## OBJECTIVE
Reproduce the entries from the start up to and including the line with "472 437 L 475", switching "outline" to "boundary" and leaving everything else unchanged.

## SOURCE DATA
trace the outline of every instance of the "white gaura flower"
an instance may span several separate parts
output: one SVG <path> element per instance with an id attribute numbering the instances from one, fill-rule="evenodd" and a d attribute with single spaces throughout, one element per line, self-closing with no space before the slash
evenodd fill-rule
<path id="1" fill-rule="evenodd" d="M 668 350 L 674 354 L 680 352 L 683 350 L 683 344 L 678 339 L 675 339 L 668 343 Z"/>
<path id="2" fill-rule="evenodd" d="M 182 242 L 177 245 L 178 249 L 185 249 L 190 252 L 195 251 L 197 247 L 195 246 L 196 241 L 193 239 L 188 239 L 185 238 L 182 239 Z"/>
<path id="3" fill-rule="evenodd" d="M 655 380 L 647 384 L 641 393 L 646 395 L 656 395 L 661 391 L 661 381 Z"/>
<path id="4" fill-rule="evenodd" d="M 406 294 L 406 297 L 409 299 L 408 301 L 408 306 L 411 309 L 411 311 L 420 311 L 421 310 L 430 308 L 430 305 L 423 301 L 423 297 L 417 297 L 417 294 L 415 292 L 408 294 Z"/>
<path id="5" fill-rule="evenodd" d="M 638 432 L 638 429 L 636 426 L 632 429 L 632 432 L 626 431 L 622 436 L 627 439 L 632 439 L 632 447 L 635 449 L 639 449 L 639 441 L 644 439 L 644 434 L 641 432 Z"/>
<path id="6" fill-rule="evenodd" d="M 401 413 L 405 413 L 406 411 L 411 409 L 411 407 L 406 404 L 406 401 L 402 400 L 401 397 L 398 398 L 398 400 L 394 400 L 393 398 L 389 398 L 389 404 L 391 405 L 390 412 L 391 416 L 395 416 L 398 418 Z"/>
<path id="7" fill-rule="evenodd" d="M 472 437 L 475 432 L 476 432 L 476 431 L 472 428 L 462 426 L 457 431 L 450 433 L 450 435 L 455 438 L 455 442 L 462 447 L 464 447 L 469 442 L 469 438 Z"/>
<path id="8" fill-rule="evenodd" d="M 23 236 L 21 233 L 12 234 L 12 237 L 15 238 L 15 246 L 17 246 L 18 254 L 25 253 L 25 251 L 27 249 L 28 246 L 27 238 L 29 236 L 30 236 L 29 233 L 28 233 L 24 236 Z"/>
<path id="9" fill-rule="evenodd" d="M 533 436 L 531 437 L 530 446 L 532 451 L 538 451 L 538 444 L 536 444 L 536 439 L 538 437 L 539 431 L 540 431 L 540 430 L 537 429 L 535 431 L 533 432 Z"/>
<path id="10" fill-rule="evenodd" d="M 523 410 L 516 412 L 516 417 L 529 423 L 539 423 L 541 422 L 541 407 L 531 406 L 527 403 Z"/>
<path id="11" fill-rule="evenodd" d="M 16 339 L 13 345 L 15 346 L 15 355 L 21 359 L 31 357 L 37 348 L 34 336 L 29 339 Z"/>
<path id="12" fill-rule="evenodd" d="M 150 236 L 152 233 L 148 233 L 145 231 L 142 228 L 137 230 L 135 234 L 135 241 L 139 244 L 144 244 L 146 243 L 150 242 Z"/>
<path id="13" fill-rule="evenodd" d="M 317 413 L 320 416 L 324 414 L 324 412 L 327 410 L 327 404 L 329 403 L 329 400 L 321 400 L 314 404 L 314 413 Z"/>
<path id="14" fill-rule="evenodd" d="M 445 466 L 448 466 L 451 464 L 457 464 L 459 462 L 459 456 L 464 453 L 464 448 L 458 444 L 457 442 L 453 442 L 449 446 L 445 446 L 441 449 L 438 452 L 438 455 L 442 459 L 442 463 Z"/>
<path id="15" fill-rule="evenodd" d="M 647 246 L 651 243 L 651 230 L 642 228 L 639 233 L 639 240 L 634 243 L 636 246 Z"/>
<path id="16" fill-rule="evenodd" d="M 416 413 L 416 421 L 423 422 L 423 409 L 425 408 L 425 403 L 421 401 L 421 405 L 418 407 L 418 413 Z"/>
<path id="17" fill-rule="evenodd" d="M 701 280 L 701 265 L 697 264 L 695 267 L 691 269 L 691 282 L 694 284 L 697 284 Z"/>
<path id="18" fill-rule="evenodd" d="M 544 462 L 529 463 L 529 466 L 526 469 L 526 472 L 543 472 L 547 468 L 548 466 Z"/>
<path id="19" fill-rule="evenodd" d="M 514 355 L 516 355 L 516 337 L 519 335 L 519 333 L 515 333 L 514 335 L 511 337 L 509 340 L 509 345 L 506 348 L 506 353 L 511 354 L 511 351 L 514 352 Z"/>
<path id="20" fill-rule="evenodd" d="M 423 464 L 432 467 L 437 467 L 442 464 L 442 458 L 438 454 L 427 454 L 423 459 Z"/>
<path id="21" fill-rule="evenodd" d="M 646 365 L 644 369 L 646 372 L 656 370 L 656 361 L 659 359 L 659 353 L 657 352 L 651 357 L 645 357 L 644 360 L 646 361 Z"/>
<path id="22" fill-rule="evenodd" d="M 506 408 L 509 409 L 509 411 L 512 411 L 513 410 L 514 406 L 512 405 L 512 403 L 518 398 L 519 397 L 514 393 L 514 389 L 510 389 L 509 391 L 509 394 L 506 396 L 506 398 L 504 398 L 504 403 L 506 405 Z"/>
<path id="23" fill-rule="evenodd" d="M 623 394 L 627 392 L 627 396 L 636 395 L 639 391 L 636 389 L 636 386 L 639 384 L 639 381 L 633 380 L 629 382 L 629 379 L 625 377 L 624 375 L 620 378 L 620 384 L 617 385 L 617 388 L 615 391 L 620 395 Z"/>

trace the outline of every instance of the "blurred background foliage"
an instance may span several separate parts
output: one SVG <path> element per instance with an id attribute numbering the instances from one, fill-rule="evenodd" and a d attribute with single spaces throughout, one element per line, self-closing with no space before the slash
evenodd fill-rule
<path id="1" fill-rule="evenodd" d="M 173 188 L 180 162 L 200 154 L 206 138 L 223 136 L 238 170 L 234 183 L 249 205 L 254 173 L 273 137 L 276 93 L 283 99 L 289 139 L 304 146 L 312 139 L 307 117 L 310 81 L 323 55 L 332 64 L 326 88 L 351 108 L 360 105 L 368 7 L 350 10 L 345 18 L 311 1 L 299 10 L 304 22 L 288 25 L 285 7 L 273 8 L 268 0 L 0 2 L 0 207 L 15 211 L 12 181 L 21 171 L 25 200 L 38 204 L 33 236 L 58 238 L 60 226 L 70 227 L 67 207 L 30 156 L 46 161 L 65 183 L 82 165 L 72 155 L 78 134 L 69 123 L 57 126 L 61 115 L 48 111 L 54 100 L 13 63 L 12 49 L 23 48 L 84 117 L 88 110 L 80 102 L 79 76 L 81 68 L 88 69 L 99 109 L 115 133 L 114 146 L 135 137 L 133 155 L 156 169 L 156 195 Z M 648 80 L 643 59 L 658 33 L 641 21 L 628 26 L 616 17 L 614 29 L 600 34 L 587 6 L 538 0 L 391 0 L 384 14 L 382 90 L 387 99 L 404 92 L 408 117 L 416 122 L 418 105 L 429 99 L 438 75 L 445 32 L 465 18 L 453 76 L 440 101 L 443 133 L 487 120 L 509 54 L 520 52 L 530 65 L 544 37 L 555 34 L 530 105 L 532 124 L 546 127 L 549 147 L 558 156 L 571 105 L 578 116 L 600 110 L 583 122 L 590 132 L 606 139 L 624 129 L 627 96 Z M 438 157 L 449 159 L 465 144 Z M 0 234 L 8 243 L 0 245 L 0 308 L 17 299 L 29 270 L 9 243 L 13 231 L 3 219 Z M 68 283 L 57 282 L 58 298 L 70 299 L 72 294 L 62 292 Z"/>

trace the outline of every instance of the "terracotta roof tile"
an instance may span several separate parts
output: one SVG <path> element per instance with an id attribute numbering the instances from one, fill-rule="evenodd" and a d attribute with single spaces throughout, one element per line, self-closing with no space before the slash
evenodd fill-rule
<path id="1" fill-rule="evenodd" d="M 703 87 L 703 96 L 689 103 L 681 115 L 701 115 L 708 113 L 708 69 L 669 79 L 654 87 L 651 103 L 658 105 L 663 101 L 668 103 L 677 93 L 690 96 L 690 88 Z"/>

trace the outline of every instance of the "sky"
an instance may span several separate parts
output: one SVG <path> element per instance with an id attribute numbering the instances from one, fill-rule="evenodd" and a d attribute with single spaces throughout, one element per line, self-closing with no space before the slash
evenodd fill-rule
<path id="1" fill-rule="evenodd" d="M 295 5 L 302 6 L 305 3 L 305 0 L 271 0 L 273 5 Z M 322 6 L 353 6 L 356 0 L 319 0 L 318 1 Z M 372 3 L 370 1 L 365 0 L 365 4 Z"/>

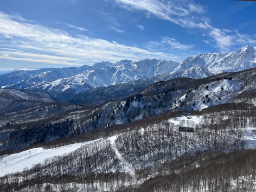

## OUTPUT
trace the boundary of every instance of the "white gaura flower"
an instance may span several separate parts
output: one SVG <path> element per instance with an id attribute numbering the instances from one, fill-rule="evenodd" and a d attribute with single spaces throughout, one element per line, self-closing with no space before the slash
evenodd fill-rule
<path id="1" fill-rule="evenodd" d="M 668 350 L 674 354 L 680 352 L 683 350 L 683 344 L 678 339 L 675 339 L 668 343 Z"/>
<path id="2" fill-rule="evenodd" d="M 182 242 L 177 245 L 178 249 L 185 249 L 190 252 L 195 251 L 197 247 L 195 246 L 196 241 L 193 239 L 188 239 L 185 238 L 182 239 Z"/>
<path id="3" fill-rule="evenodd" d="M 655 380 L 647 384 L 641 393 L 646 395 L 656 395 L 661 391 L 661 381 Z"/>
<path id="4" fill-rule="evenodd" d="M 406 294 L 406 297 L 409 299 L 408 301 L 408 306 L 411 309 L 411 311 L 420 311 L 421 310 L 430 308 L 430 305 L 423 301 L 423 297 L 417 297 L 417 294 L 415 292 L 408 294 Z"/>
<path id="5" fill-rule="evenodd" d="M 638 432 L 638 429 L 636 426 L 632 429 L 632 432 L 626 431 L 622 436 L 627 439 L 632 439 L 632 447 L 635 449 L 639 449 L 639 441 L 644 439 L 644 434 L 641 432 Z"/>
<path id="6" fill-rule="evenodd" d="M 401 413 L 405 413 L 406 411 L 411 409 L 411 407 L 406 404 L 406 401 L 402 400 L 401 397 L 398 398 L 398 400 L 394 400 L 393 398 L 389 398 L 389 404 L 391 405 L 390 412 L 391 416 L 395 416 L 398 418 Z"/>
<path id="7" fill-rule="evenodd" d="M 472 437 L 475 432 L 476 432 L 476 431 L 472 428 L 462 426 L 457 431 L 450 433 L 450 435 L 455 438 L 455 442 L 462 447 L 464 447 L 469 442 L 469 438 Z"/>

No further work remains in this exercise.